Which lines run from the one containing "shade in the photo above." to the end of the entries below? Reproduce them exactly, both ends included.

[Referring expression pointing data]
□ □ □ □ □
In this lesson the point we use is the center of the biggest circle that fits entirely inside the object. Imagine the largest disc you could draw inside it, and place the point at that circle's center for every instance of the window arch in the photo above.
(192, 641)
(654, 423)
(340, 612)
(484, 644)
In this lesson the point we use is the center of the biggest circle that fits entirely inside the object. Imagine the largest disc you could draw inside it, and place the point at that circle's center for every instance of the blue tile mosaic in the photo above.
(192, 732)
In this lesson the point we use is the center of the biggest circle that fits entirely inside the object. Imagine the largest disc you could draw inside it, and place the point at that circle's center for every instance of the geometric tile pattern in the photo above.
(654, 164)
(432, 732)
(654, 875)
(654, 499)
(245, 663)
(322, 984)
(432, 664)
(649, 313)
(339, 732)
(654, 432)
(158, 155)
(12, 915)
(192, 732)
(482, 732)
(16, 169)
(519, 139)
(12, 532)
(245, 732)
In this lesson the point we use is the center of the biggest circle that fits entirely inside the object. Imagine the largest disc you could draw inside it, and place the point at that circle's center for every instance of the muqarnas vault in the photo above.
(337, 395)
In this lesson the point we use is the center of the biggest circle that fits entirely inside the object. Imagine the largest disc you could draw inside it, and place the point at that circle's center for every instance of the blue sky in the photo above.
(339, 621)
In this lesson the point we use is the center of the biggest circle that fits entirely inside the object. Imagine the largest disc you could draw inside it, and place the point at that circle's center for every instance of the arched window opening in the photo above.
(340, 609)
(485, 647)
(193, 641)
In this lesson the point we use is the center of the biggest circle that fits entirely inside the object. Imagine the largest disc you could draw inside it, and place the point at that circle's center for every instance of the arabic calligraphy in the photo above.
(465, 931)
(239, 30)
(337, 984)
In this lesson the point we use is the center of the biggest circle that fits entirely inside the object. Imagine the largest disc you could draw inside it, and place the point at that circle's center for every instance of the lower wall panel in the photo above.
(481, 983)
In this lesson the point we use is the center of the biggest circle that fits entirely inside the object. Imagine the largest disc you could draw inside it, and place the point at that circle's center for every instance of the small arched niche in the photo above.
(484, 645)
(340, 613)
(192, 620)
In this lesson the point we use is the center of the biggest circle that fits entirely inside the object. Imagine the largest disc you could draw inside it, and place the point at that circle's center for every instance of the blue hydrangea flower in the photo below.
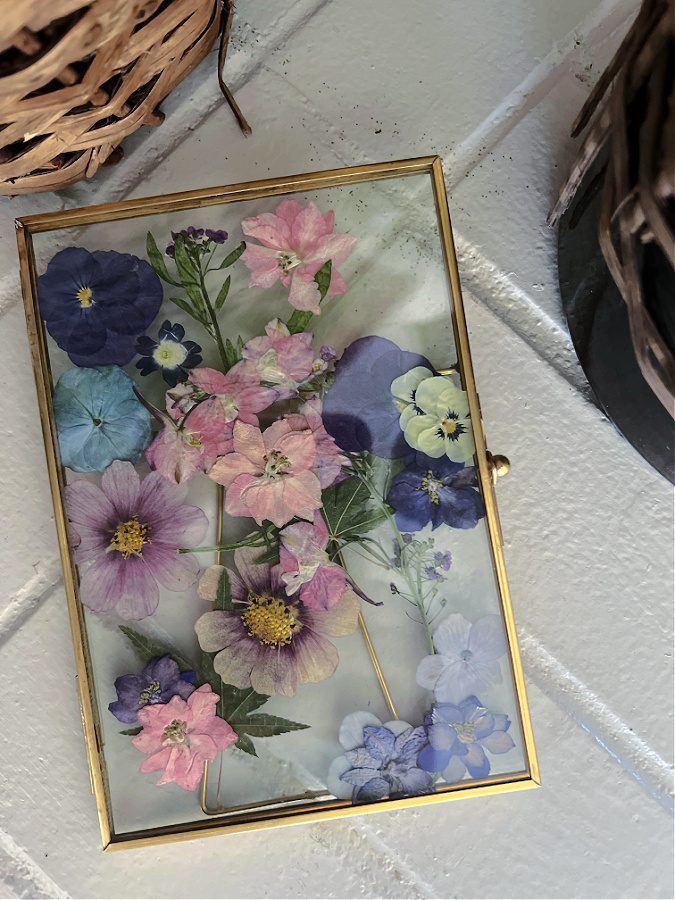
(159, 681)
(459, 736)
(99, 419)
(169, 354)
(95, 304)
(379, 760)
(438, 491)
(360, 411)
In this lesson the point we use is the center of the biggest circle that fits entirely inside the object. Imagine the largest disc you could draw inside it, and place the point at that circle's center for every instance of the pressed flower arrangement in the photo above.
(276, 501)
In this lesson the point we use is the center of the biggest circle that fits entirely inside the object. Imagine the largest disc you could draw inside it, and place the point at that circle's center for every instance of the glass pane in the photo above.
(360, 640)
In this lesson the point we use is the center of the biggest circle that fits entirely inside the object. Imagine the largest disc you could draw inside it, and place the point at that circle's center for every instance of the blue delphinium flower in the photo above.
(199, 237)
(359, 410)
(159, 681)
(379, 760)
(170, 354)
(438, 491)
(95, 304)
(458, 737)
(99, 419)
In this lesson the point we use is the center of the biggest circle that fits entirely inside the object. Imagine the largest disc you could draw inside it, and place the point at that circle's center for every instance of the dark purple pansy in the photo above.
(169, 354)
(95, 304)
(359, 410)
(438, 491)
(159, 681)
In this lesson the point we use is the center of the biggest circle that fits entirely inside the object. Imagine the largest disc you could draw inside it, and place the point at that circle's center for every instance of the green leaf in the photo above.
(148, 649)
(265, 725)
(157, 260)
(222, 294)
(346, 510)
(189, 275)
(300, 319)
(224, 595)
(231, 258)
(246, 744)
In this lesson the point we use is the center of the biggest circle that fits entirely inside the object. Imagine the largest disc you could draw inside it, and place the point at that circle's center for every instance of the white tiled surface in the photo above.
(492, 86)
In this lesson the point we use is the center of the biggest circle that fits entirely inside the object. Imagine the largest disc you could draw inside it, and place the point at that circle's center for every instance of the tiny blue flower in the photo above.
(99, 419)
(169, 354)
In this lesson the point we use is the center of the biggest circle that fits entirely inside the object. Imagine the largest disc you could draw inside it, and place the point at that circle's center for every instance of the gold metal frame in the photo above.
(243, 819)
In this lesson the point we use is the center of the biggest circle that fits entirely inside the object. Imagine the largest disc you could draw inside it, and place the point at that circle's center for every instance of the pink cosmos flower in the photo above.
(295, 242)
(281, 358)
(128, 531)
(307, 569)
(329, 459)
(269, 475)
(239, 391)
(269, 641)
(191, 444)
(181, 735)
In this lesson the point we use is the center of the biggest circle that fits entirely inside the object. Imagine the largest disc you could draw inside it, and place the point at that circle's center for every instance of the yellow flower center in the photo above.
(129, 538)
(270, 620)
(85, 297)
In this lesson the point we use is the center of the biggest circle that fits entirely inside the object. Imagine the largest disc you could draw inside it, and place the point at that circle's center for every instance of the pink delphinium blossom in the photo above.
(191, 444)
(128, 531)
(181, 735)
(269, 475)
(307, 569)
(281, 358)
(269, 641)
(295, 242)
(239, 391)
(329, 460)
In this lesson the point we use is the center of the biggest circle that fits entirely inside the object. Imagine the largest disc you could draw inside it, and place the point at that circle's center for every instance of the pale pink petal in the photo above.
(121, 484)
(235, 504)
(272, 231)
(304, 293)
(249, 440)
(231, 466)
(174, 571)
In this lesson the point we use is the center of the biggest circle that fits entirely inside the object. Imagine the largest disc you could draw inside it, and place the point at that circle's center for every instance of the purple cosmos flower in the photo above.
(438, 491)
(128, 532)
(360, 411)
(271, 642)
(95, 304)
(379, 760)
(199, 237)
(159, 681)
(173, 356)
(459, 736)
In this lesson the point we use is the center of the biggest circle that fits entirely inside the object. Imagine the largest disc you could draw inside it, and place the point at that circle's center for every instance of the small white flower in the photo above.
(438, 422)
(466, 659)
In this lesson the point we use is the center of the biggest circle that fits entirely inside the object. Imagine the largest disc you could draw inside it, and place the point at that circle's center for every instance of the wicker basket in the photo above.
(78, 76)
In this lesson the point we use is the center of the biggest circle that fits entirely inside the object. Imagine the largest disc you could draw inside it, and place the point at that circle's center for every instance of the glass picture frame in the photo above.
(275, 379)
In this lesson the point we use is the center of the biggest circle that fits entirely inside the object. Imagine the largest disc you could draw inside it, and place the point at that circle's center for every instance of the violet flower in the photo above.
(159, 681)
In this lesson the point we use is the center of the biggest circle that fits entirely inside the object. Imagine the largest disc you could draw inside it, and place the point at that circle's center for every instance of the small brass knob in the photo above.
(499, 466)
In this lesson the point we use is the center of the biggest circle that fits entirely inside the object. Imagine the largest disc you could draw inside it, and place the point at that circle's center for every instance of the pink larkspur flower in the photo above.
(239, 391)
(269, 641)
(307, 569)
(269, 474)
(281, 358)
(329, 459)
(295, 242)
(181, 735)
(191, 444)
(127, 532)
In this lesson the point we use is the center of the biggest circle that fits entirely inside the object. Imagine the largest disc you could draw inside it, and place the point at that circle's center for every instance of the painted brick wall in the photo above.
(492, 86)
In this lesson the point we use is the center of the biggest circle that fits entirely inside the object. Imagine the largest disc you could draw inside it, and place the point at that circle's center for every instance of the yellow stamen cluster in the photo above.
(129, 538)
(272, 621)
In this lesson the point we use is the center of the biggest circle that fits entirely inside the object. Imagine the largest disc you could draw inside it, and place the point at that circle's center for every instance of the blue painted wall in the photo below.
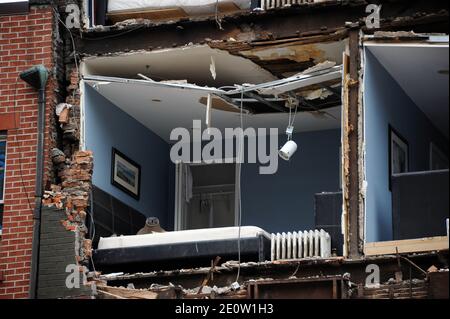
(285, 201)
(107, 126)
(386, 103)
(280, 202)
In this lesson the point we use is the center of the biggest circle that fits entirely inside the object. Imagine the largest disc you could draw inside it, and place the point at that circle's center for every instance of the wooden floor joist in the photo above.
(407, 246)
(167, 13)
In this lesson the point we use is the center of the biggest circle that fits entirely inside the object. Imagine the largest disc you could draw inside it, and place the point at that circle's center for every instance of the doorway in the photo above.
(205, 196)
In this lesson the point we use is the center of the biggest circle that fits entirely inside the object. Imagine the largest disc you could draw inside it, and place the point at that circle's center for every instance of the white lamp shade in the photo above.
(288, 150)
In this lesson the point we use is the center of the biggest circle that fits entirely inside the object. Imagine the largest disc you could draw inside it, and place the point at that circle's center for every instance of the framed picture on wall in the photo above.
(398, 154)
(126, 174)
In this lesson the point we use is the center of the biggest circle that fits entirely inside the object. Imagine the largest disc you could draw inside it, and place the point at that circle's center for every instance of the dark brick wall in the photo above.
(57, 251)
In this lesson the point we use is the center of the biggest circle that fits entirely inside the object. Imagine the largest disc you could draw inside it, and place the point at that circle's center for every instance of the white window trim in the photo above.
(179, 222)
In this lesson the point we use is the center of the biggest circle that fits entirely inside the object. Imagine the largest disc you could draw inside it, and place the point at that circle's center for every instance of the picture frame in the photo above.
(398, 154)
(125, 174)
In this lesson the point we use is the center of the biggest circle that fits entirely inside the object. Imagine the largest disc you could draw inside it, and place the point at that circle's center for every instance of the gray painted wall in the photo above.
(386, 103)
(107, 126)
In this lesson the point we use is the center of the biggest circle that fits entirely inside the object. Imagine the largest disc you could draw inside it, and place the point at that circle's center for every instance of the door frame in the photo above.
(180, 205)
□ □ □ □ □
Response box:
In this lesson the point we use is the center of the biggest circle that fits entirely inside the object. Imagine the largest disc you could draw inside it, and place the point at that circle's center for every instance of the white lamp shade in the photo above.
(288, 150)
In this lesson the point we use is the center of the biggest circle that fits entirely inside the object. Imagine the largest disc you could draw inside it, and place the point at that circle's center for every instance of the framed picture on wall in the photo above.
(398, 154)
(126, 174)
In this lesson the point we use is the center of the biggest circle that fits entirely inside the object. Imagine the largest disc you could draw inside it, and place the point at that circle's center for every instance of the dark brick wall in the photo above.
(57, 251)
In this lesson the point we use is the center of the biggest circle that fits entirely inside the object. Imagine the largest disc you could draw inside it, and place the point at that circle's center for every instance of the white window trim in the photo above.
(179, 222)
In this lesson the point we use is the center of the biggest circle that fits entirely inside the object. Imagine the largest disc you could draw inside it, and place the point at that circle's center for every instance of the picture frame in the photo above.
(398, 154)
(125, 174)
In this lesson the point we use is the center of the biggest circle that fits entirely inside the object. Imagine the largest disc you could draw inside it, and place the point at that circle's center for every instance of the gray painted wall in the photo above.
(386, 103)
(107, 126)
In this lesson the point we use is the center of the biggest circle that fits entirely inside the object. Imagine the largest disc you could draw inside it, and place the point at that circle's center for every instance of the door frame in the photo above.
(180, 205)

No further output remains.